EXTRACT PROVIDED:
= = =

THE DECARBONISATION OF THE ENERGY SECTOR AND THE REDUCTION OF CARBON EMISSIONS TO LIMIT CLIMATE CHANGE ARE AT THE HEART OF THE INTERNATIONAL RENEWABLE ENERGY AGENCY (IRENA) ENERGY TRANSFORMATION ROADMAPS. These roadmaps examine and provide an ambitious, yet technically and economically feasible, pathway for the deployment of low-carbon technology towards a sustainable and clean energy future. 

IRENA HAS EXPLORED TWO ENERGY DEVELOPMENT OPTIONS TO THE YEAR 2050 AS PART OF THE 2019 EDITION OF ITS GLOBAL ENERGY TRANSFORMATION REPORT. The first is an energy pathway set by current and planned policies (Reference Case). The second is a cleaner climate-resilient pathway based largely on more ambitious, yet achievable, uptake of renewable energy and energy efficiency measures (REmap Case), which limits the rise in global temperature to well below 2 degrees and closer to 1.5 degrees, aligned within the envelope of scenarios presented in the 2018 report of the Intergovernmental Panel on Climate Change (IPCC).

= = =

PROVIDED DATA:

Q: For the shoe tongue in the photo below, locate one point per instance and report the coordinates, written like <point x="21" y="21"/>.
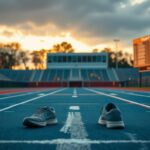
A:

= = =

PROBLEMS TO SOLVE:
1 – Answer these questions about the IRENA energy transformation text:
(a) To what year do the two energy development options explored by IRENA extend?
(b) What name is given to the pathway set by current and planned policies?
(c) Whose 2018 report presents the envelope of scenarios that the cleaner pathway is aligned with?
2 – Please carry the IRENA energy transformation text forward, starting after its final sentence.

RESPONSES FOR EACH TASK:
1 –
(a) 2050
(b) The Reference Case
(c) The Intergovernmental Panel on Climate Change (IPCC)

2 –
THE PRESENT REPORT OUTLINES THE ROLE OF SOLAR PHOTOVOLTAIC (PV) POWER IN THE TRANSFORMATION OF THE GLOBAL ENERGY SYSTEM BASED ON IRENA’S CLIMATE-RESILIENT PATHWAY (REMAP CASE), specifically the growth in solar PV power deployment that would be needed in the next three decades to achieve the Paris climate goals. 

This report’s findings are summarised as follows:

ACCELERATED DEPLOYMENT OF RENEWABLES, COMBINED WITH DEEP ELECTRIFICATION AND INCREASED ENERGY EFFICIENCY, CAN ACHIEVE OVER 90% OF THE ENERGY-RELATED CARBON DIOXIDE (CO2) EMISSION REDUCTIONS NEEDED BY 2050 TO SET THE WORLD ON AN ENERGY PATHWAY TOWARDS MEETING THE PARIS CLIMATE TARGETS. Among all low-carbon technology options, accelerated deployment of solar PV alone can lead to significant emission reductions of 4.9 gigatonnes of carbon dioxide (Gt CO2) in 2050, representing 21% of the total emission mitigation potential in the energy sector. 

ACHIEVING THE PARIS CLIMATE GOALS WOULD REQUIRE SIGNIFICANT ACCELERATION ACROSS A RANGE OF SECTORS AND TECHNOLOGIES. By 2050 solar PV would represent the second-largest power generation source, just behind wind power and lead the way for the transformation of the global electricity sector. Solar PV would generate a quarter (25%) of total electricity needs globally, becoming one of prominent generations source by 2050

SUCH A TRANSFORMATION IS ONLY POSSIBLE BY SIGNIFICANTLY SCALING UP SOLAR PV CAPACITY IN NEXT THREE DECADES. This entails increasing total solar PV capacity almost sixfold over the next ten years, from a global total of 480 GW in 2018 to 2 840 GW by 2030, and to 8 519 GW by 2050 – an increase of almost eighteen times 2018 levels.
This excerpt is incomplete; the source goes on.